### YOUR ASSIGNMENT
Could you print each entry below verbatim while omitting the pictures?

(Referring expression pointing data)
=-=-=

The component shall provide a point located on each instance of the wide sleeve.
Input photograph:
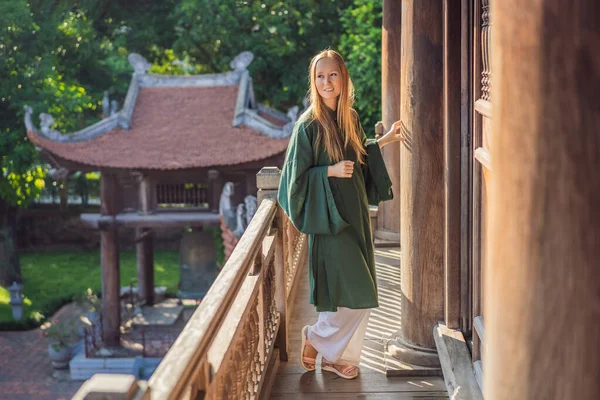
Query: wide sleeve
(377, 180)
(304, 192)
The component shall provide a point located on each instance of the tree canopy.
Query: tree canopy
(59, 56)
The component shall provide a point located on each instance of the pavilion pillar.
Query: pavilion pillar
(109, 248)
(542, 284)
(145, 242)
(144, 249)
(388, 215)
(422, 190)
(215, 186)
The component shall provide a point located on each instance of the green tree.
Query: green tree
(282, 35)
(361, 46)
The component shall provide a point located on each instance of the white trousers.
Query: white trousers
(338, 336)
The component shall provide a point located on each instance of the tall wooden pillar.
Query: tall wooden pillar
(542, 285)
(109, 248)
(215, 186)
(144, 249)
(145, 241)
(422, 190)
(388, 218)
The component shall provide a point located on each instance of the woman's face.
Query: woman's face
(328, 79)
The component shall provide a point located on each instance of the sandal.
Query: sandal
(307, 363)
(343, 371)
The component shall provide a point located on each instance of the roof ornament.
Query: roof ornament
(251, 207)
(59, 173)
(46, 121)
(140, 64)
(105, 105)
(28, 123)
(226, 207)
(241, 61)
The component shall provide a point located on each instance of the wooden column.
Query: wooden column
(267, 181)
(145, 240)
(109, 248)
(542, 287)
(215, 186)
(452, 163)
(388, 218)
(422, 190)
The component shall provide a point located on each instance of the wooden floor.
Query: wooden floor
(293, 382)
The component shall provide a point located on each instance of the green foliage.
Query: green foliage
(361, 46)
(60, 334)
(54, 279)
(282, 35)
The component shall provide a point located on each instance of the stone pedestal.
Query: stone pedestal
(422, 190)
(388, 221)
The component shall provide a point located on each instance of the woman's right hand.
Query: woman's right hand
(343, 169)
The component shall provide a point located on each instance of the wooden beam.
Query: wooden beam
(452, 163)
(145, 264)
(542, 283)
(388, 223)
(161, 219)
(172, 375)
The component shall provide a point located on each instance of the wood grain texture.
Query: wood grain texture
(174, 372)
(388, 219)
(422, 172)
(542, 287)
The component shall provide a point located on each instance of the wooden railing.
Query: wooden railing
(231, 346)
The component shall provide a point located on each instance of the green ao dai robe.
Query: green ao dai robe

=-=-=

### RESPONSE TO THIS EXERCISE
The component shall provide a point located on each instance of the wide sleeve.
Input photograph:
Query: wide sleeve
(377, 180)
(304, 192)
The component shall provide a point located on each instance of the tree canopy.
Query: tree canopy
(59, 56)
The component shall provide a point located on each instance of the pavilion pillar.
Query: pavilion pillar
(109, 248)
(542, 284)
(145, 242)
(144, 249)
(388, 215)
(422, 190)
(215, 186)
The component shall provide a point located on each instance of the green tree.
Query: green tree
(282, 35)
(361, 46)
The component shall provide a point located on each instance of the white trousers.
Query: white trousers
(338, 336)
The component shall provide a point located on each instance of the tall wooden pillar.
Query: tall wooden pillar
(542, 285)
(109, 248)
(215, 186)
(144, 249)
(145, 241)
(422, 190)
(388, 218)
The component shall provide a point located on each instance of the woman's face.
Query: woman's face
(328, 79)
The component shall provide a point located on each instance of the sandal.
Query: sandal
(307, 363)
(343, 371)
The component shall provide a point located on each instance of the roof ornament.
Query: roof ornament
(251, 207)
(59, 173)
(46, 121)
(140, 64)
(105, 105)
(28, 123)
(226, 207)
(241, 61)
The component shall provide a point located on each instance of the wooden column.
Query: wooden column
(267, 181)
(145, 240)
(109, 248)
(542, 287)
(215, 186)
(452, 163)
(388, 218)
(422, 190)
The component shall provide a point located on each instance of the wooden floor.
Query: wooden floor
(293, 382)
The component shall provide a point located on each instance of the green foliage.
Query: green foliage
(361, 46)
(60, 334)
(54, 279)
(282, 35)
The component shall provide a point located on each instance of the stone pedestal.
Query: stone pedestal
(422, 190)
(388, 221)
The component shall provide a point located on each instance of the woman's right hand.
Query: woman's right hand
(343, 169)
The component shall provide a point located on each instance of the wooden beam.
Query: wooden beam
(452, 163)
(145, 264)
(542, 283)
(388, 223)
(161, 219)
(172, 375)
The component shall provide a point located on each instance of the wood grain texture.
Query: wood grain texture
(174, 372)
(388, 219)
(422, 172)
(542, 287)
The component shall provide a point located on each instance of the wooden railing.
Query: wooden railing
(231, 346)
The component shall provide a point located on each instance of the green ao dai robe.
Query: green ao dai robe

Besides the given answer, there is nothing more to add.